(WORK INSTRUCTIONS)
A precise copy of the data is required, with every picture left out.
- Opening Delimiter -
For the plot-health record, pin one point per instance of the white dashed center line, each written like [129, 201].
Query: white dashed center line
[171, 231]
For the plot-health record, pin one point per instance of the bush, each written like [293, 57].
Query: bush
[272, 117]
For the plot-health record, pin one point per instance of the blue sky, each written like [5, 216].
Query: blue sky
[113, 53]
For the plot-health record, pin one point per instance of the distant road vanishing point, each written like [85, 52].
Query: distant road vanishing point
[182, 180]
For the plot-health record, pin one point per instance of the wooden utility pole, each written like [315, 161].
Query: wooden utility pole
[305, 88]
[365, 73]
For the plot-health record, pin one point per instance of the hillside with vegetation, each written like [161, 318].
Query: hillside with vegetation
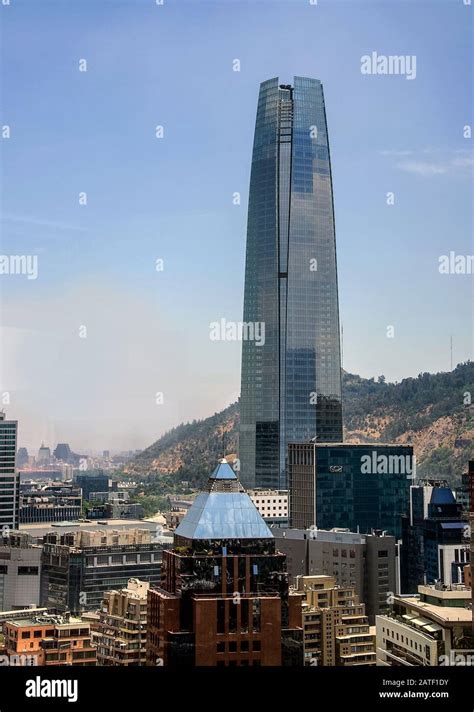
[432, 411]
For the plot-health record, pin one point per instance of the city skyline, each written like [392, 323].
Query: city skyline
[148, 331]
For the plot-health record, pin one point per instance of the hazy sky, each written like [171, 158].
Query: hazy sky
[171, 198]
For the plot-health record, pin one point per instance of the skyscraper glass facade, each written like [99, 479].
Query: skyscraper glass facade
[9, 477]
[291, 380]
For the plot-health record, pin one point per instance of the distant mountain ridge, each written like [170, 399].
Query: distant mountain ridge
[431, 411]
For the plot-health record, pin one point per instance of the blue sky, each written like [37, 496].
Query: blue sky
[171, 198]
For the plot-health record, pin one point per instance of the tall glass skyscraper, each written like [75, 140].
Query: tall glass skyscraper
[9, 476]
[291, 378]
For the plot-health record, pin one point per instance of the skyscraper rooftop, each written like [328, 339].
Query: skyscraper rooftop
[224, 512]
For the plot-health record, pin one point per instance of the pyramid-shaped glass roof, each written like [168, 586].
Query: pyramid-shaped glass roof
[224, 512]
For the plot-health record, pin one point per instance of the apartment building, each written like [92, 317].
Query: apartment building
[336, 630]
[428, 629]
[120, 634]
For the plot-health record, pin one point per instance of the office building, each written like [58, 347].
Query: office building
[336, 630]
[120, 634]
[436, 544]
[465, 493]
[22, 457]
[9, 477]
[44, 455]
[49, 639]
[79, 567]
[366, 562]
[45, 474]
[291, 366]
[20, 571]
[50, 503]
[272, 505]
[91, 482]
[224, 598]
[358, 487]
[429, 629]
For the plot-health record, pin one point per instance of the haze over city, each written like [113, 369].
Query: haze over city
[173, 198]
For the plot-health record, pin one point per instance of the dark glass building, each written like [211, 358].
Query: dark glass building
- Closing Delimiter -
(WORKED SOLUTION)
For the plot-health record, pin one point per instance of the white dashed center line, each written like [129, 201].
Query: white dashed center line
[171, 231]
For the plot-health record, pin one point per instance of the bush, each written like [293, 57].
Query: bush
[272, 117]
For the plot-health record, pin one point per instance of the blue sky, each written like [5, 216].
Query: blue sky
[113, 53]
For the plot-health record, pin one point per instance of the distant road vanishing point, each written like [85, 52].
Query: distant road vanishing point
[182, 180]
For the plot-health record, pin one point per instance of the wooden utility pole, each written like [315, 161].
Query: wooden utility pole
[305, 88]
[365, 73]
For the plot-health record, pin one point per instance of the hillside with vegetation, each written like [161, 318].
Query: hillside with vegetation
[432, 411]
For the plot-health record, pin one point per instance of the city skyline, each written like [392, 323].
Query: city skyline
[148, 331]
For the plot-health record, pin one point per instance of the hazy sky, each written like [171, 158].
Query: hazy sky
[171, 198]
For the plot-health record, pin one point per instance of the skyscraper glass facade, each written like [99, 479].
Query: skyscraper glass facade
[9, 477]
[291, 380]
For the plot-health record, pin one point per instance of the distant mountain ridge, each written like [170, 399].
Query: distant mountain ridge
[431, 411]
For the plot-health record, pin one point per instance of the blue sky, each written like [37, 496].
Query: blue sky
[171, 198]
For the plot-health record, pin one point per instance of the tall glass skyscraper, each written like [75, 140].
Query: tall glass skyscraper
[9, 476]
[291, 378]
For the plot-health record, pin one point per instance of the skyscraper rooftop, each written like [328, 339].
Query: skyscraper rooftop
[224, 512]
For the plot-health record, pin one point per instance of the pyramid-shaped glass roof, each written like [168, 586].
Query: pyramid-shaped glass roof
[224, 512]
For the plot-health record, pin one point per instance of the apartment building, each written like [92, 317].
Query: apartment building
[336, 630]
[428, 629]
[120, 634]
For the plot-health record, pin one point per instance of the office building, each written like [58, 347].
Query: office building
[336, 630]
[120, 634]
[436, 544]
[465, 493]
[22, 457]
[9, 477]
[44, 455]
[49, 639]
[79, 567]
[366, 562]
[45, 474]
[291, 366]
[20, 571]
[50, 503]
[272, 505]
[91, 482]
[224, 598]
[358, 487]
[429, 629]
For the plot-health record, pin one point per instance of the haze over city, each written like [113, 369].
Query: haze over city
[173, 198]
For the plot-health record, pin one point per instance of the dark glass building, each written like [211, 358].
Query: dark glass building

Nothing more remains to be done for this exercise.